▶ [Records shown]:
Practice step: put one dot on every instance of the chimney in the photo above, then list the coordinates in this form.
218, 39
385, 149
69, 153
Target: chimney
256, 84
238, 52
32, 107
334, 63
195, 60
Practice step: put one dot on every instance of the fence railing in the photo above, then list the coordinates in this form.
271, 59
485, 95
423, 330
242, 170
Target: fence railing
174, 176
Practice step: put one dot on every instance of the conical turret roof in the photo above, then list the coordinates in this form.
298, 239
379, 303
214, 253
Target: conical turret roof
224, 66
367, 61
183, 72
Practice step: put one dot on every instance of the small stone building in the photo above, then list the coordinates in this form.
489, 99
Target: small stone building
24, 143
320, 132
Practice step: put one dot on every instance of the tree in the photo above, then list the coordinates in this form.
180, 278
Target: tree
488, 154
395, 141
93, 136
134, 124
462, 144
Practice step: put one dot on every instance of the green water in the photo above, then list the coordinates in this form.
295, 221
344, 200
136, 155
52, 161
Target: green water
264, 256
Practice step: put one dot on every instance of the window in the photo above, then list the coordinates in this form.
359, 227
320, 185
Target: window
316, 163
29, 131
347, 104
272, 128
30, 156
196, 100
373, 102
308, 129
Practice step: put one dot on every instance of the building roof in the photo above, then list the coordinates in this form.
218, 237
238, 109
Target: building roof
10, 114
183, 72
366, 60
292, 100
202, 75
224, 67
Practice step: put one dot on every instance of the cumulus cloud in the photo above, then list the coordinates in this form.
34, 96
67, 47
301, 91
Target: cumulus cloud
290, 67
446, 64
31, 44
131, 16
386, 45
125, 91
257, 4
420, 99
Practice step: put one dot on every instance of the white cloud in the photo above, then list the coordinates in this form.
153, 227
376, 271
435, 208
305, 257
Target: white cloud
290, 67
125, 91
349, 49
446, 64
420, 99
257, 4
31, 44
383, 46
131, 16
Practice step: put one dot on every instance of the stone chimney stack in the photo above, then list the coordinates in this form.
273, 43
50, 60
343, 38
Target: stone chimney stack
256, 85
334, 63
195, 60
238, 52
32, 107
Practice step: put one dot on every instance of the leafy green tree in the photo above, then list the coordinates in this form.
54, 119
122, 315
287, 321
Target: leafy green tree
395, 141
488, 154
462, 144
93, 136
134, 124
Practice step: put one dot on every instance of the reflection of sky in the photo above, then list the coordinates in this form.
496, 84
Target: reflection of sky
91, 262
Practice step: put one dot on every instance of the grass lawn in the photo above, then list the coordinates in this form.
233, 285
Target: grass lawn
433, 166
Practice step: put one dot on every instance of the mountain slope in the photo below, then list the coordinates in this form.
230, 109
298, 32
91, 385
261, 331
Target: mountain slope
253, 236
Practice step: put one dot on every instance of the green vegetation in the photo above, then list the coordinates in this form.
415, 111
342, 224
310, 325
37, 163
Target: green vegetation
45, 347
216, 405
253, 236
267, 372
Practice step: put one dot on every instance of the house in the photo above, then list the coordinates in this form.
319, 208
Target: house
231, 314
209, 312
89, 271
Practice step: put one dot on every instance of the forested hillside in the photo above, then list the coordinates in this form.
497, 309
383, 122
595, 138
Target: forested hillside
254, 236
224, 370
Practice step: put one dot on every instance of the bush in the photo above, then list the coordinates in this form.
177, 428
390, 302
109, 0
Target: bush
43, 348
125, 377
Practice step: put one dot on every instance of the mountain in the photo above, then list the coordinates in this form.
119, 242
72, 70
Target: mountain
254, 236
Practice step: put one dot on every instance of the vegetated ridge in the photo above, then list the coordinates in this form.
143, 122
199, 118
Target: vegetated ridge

▶ [Aim of the exercise]: Reproduce the records starting at the line containing "Practice step: put one dot on every instance of the vegetated" and ending at the end of the records, substituting "wooded ridge" for "vegetated ridge" and leaving everything else unchanged.

▶ [Result]:
Practice step: put one dot on every instance of the wooded ridge in the photo above, then list the coordinates in this form.
143, 122
199, 118
Target: wooded ridge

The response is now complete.